## 練習問題
次の1.〜3.の記述は、高熱の体験をつづった原文の内容と合っていますか？それぞれ「はい」か「いいえ」で答え、判断の決め手となる原文の語句をそのまま引用してください。
1. 解熱剤を飲んだら熱がすぐに下がった。
2. 夜8時に口にした鶏スープには、アサリと冬瓜が入っていた。
3. 鶏スープは2杯飲んだ。

## 原文
解熱剤と熱々の鶏スープ、頭痛医頭・脚痛医脚では根治ならず

 全快した。今日からフル稼働で仕事に復帰する。
 
 昨日は一日高熱。トイレに行くだけで、体が寒気してぶるぶるする。今回の菌は凄い。いつも私は、一晩で治るのだが、今回は、まる一日以上続いた。解熱剤を飲んでも全然効かない。朝から食欲がまったくなく、何も口にしない。

 「ねっ、遊んで、遊んで・・・」、ベッドに愛犬のゴン太君が登ってくる。気力がない私の姿に、異変を感じたのか、すぐに引き下がって、静かに一人で遊んでくれた。

 午後いったん下がった熱は、夕方から再びぶり返した。熱がぐんぐん上がる。頭に氷袋を乗せても、体が焼肉の鉄板のようにどんどん熱くなっていく。

 一日何も食べていないので、夜8時、アサリと冬瓜の入った鶏スープを口にした。地鶏のささみがさっぱりしていて、鶏のうま味とアサリのうま味がとろとろになった冬瓜に溶け込んで、絶妙なハーモニーを織り成す。食いしん坊の魂が蘇った。高熱を忘れたかのように、熱々のスープを立て続け3杯飲んだ。

 頭から汗が吹き出る。次第に全身からじわじわ汗が出始める。3杯のスープが終わった頃、その勢いでさらに熱々の鶏粥を1杯。すると、汗がとまらなくなって、顔からはぽたぽたと落ちてくる。

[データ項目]

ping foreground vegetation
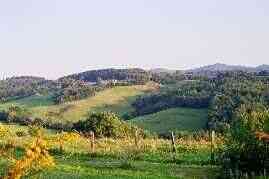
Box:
[0,125,218,178]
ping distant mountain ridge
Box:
[185,63,269,74]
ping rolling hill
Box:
[186,63,269,74]
[0,84,154,122]
[130,108,207,134]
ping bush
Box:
[74,112,132,137]
[220,105,269,173]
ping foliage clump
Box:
[74,112,136,138]
[220,104,269,173]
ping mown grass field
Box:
[0,84,154,122]
[131,108,207,134]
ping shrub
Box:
[74,112,134,137]
[220,105,269,173]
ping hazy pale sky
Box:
[0,0,269,78]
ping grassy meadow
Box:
[131,108,207,134]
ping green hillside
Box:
[131,108,207,133]
[0,84,154,122]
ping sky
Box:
[0,0,269,79]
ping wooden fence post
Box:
[135,130,139,149]
[90,131,95,153]
[171,132,177,153]
[210,130,216,164]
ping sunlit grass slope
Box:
[0,84,154,122]
[131,108,207,133]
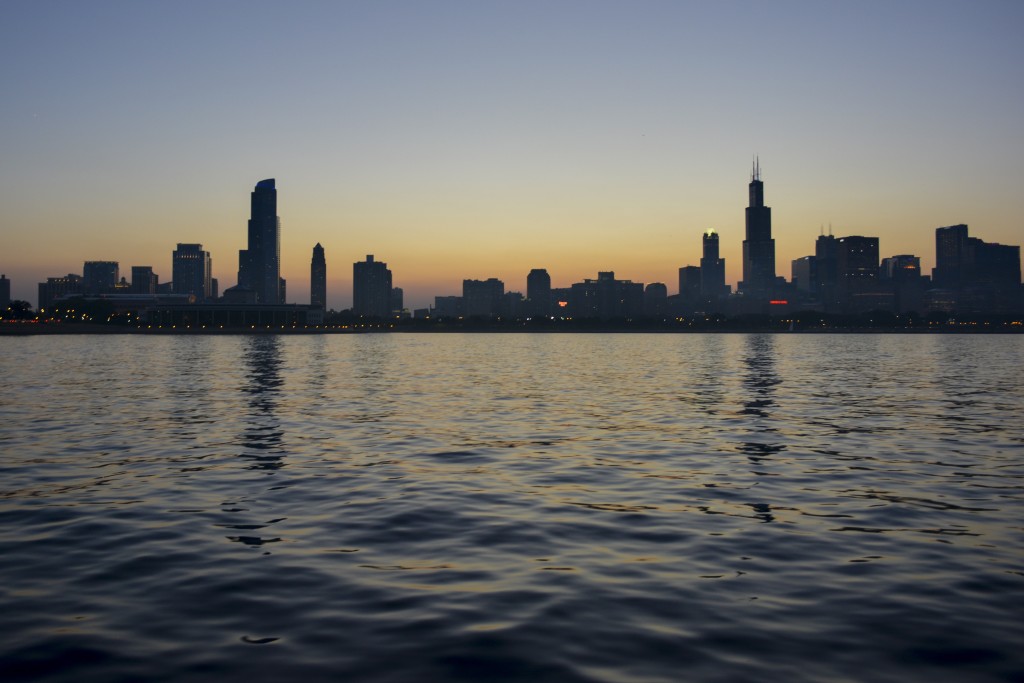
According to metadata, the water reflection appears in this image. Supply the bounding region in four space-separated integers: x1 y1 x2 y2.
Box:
738 335 785 463
352 334 395 422
242 335 285 470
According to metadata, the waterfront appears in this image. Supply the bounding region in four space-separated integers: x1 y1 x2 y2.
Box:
0 334 1024 681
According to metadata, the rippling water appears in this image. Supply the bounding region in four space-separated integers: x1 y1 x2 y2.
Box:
0 334 1024 682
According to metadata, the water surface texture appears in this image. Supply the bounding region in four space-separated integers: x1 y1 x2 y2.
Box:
0 334 1024 683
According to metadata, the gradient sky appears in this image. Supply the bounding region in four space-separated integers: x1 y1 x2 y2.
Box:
0 0 1024 309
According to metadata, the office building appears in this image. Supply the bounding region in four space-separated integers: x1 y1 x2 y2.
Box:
352 254 391 317
309 242 327 310
131 265 160 294
739 161 775 298
82 261 121 294
462 278 505 317
239 178 285 304
643 283 669 317
932 223 972 290
526 268 551 316
792 256 818 294
39 272 84 309
700 229 728 304
171 243 213 303
569 270 643 321
432 296 462 318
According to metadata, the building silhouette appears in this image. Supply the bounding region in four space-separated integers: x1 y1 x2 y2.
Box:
700 228 729 308
525 268 551 316
879 254 925 313
39 272 84 308
932 224 1022 312
739 160 775 298
82 261 121 294
569 270 644 321
239 178 285 304
172 243 213 302
431 296 462 317
309 242 327 310
131 265 160 294
352 254 391 317
462 278 505 317
791 256 818 298
643 283 669 317
932 223 972 290
676 265 703 315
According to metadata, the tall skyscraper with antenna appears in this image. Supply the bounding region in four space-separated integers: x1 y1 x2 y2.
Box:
239 178 285 304
309 242 327 310
739 159 775 297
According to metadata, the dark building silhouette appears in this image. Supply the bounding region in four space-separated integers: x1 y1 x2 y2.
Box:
739 161 775 298
171 244 213 303
643 283 669 317
932 224 971 290
82 261 121 294
525 268 551 316
239 178 285 304
569 270 643 321
928 224 1021 312
462 278 505 317
836 234 895 313
309 242 327 310
673 265 703 315
969 238 1021 289
131 265 160 294
432 296 462 317
814 233 840 312
792 256 818 295
39 272 85 308
501 292 526 318
879 254 925 313
700 228 729 308
352 254 391 317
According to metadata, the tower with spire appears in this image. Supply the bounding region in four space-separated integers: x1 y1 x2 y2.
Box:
309 242 327 310
739 157 775 298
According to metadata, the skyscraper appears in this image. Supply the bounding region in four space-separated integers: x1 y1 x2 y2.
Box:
739 160 775 297
700 228 725 302
82 261 121 294
526 268 551 315
239 178 285 304
462 278 505 317
932 223 971 289
131 265 160 294
172 243 213 301
352 254 391 317
309 242 327 310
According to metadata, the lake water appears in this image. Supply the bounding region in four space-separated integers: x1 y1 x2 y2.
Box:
0 334 1024 683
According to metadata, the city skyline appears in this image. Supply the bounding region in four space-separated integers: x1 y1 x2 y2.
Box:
0 2 1024 308
5 169 1022 318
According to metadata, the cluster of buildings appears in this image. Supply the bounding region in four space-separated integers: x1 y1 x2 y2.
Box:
16 161 1022 326
416 161 1024 319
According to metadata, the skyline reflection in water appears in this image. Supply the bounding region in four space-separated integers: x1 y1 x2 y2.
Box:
0 334 1024 681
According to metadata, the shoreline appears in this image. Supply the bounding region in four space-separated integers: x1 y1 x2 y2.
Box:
0 323 1024 337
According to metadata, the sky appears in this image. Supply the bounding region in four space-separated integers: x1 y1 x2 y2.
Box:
0 0 1024 310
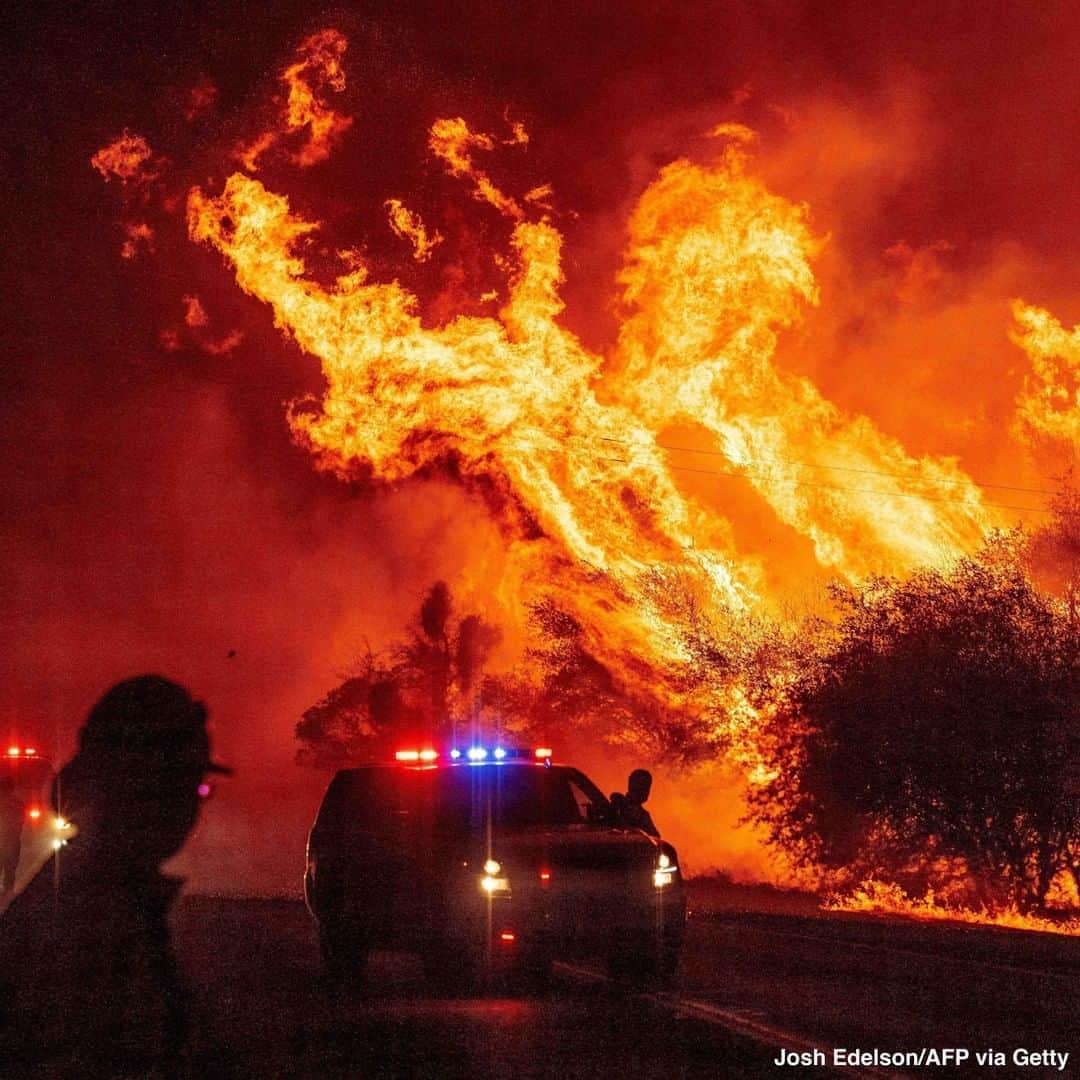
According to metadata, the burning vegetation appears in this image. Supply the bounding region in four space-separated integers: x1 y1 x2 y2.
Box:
92 23 1080 917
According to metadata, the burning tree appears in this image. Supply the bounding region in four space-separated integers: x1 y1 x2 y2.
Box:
751 536 1080 909
296 581 501 768
484 598 729 765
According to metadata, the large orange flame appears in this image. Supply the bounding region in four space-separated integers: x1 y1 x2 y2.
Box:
189 67 1019 738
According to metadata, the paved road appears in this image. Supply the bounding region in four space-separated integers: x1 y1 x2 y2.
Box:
176 897 1080 1080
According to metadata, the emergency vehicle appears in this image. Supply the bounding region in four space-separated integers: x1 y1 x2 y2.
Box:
305 745 686 986
0 742 72 863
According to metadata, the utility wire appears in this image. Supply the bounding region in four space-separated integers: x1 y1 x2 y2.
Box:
321 412 1080 517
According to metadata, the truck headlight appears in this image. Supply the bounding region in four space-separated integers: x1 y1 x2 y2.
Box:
652 851 678 889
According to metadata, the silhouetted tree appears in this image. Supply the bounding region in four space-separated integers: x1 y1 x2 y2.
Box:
296 581 501 769
751 536 1080 907
1025 469 1080 624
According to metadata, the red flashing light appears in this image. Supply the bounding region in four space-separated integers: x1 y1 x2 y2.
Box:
394 750 438 762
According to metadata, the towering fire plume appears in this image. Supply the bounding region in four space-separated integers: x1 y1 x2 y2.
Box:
181 31 1015 734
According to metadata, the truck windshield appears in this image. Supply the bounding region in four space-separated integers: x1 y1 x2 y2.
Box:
430 766 588 835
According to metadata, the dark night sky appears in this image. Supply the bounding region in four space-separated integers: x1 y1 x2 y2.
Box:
0 0 1080 888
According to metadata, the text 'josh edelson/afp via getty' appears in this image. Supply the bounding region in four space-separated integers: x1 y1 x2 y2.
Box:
772 1047 1069 1072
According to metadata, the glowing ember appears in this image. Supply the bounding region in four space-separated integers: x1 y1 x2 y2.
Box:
90 130 158 184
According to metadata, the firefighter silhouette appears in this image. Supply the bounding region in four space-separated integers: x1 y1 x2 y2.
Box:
611 769 660 836
0 675 228 1077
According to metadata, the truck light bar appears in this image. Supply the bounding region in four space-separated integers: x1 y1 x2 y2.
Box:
394 750 438 762
393 745 552 765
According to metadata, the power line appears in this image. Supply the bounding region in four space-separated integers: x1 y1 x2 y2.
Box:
596 435 1057 496
315 412 1067 517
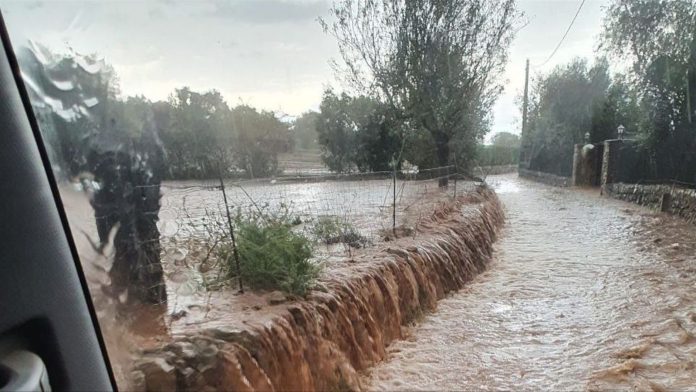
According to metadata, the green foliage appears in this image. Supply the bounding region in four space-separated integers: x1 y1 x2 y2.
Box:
522 59 615 176
491 132 520 148
312 216 367 248
601 0 696 181
292 110 319 150
223 212 320 296
322 0 520 173
476 144 520 166
21 46 291 179
231 105 290 178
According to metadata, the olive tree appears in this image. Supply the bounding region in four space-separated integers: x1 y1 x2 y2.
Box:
322 0 521 186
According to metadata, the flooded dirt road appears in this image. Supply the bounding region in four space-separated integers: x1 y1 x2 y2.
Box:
364 175 696 390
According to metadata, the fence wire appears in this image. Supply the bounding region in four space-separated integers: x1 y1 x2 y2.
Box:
159 166 474 252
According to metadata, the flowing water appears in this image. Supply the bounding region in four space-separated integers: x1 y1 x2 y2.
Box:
364 175 696 390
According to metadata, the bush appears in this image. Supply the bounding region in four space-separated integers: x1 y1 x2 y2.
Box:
219 210 320 296
312 216 367 248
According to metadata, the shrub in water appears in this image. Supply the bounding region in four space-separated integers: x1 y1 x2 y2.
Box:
224 211 319 296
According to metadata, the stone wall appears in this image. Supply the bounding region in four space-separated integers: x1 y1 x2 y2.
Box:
604 183 696 224
517 168 571 187
571 143 604 186
473 165 517 177
133 187 504 391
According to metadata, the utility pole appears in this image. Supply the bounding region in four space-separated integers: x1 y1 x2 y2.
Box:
519 59 529 164
686 69 691 124
522 59 529 135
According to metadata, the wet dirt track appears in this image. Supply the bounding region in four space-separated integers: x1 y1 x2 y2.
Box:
364 175 696 390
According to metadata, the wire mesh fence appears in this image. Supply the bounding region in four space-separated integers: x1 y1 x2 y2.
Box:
159 166 474 252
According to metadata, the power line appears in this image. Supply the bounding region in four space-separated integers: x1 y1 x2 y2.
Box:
533 0 585 68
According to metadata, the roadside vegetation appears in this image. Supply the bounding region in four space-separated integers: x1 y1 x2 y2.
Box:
522 0 696 183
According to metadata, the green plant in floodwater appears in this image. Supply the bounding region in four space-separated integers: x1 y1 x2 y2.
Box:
218 209 320 296
312 216 368 248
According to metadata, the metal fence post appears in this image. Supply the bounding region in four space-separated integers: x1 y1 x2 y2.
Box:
392 164 396 238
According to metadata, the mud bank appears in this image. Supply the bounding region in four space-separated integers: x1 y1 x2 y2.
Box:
134 187 503 390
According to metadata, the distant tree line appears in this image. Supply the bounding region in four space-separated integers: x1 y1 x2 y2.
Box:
21 47 296 179
522 0 696 182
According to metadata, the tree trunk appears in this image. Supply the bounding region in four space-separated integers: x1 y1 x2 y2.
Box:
435 134 449 188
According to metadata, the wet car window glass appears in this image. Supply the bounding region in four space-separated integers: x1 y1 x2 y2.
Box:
0 0 696 390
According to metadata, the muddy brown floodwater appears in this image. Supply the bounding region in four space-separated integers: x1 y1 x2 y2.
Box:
365 175 696 390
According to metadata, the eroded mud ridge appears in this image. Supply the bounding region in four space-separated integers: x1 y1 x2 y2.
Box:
136 187 503 390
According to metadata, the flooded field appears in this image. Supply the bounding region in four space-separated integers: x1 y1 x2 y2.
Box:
365 175 696 390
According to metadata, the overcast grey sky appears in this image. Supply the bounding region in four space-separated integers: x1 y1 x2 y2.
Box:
0 0 606 138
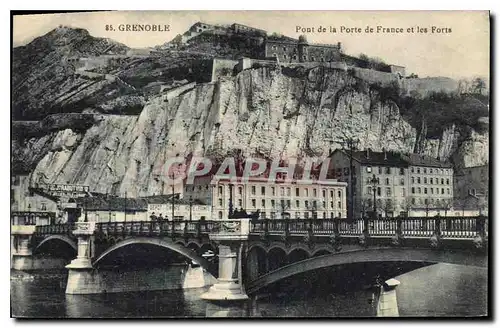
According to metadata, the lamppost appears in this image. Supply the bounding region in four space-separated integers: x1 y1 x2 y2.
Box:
369 174 380 219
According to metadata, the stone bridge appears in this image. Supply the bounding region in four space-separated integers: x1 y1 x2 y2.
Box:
12 217 488 300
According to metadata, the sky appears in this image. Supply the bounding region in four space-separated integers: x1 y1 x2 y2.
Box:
13 11 490 79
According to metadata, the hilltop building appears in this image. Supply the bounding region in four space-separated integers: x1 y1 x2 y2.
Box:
265 35 341 63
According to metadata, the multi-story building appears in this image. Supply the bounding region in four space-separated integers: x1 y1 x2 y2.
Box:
184 176 347 220
453 164 490 215
331 149 453 217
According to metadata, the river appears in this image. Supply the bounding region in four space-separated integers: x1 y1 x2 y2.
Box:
11 264 488 318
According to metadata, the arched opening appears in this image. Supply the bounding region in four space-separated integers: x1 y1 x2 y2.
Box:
268 247 287 271
287 248 309 264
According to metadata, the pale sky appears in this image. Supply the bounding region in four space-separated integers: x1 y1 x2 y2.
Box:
13 11 490 78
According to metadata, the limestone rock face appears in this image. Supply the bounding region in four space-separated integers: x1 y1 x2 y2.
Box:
23 67 488 197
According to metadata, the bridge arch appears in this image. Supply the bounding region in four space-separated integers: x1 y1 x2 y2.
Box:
247 247 488 294
33 235 78 253
93 237 214 274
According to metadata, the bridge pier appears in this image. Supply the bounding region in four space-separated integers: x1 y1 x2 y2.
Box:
201 219 250 301
377 278 400 317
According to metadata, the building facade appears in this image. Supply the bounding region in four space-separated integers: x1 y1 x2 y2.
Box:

## この問題の解答
1. いいえ：「解熱剤を飲んでも全然効かない。」
2. はい：「夜8時、アサリと冬瓜の入った鶏スープを口にした。」
3. いいえ：「熱々のスープを立て続け3杯飲んだ。」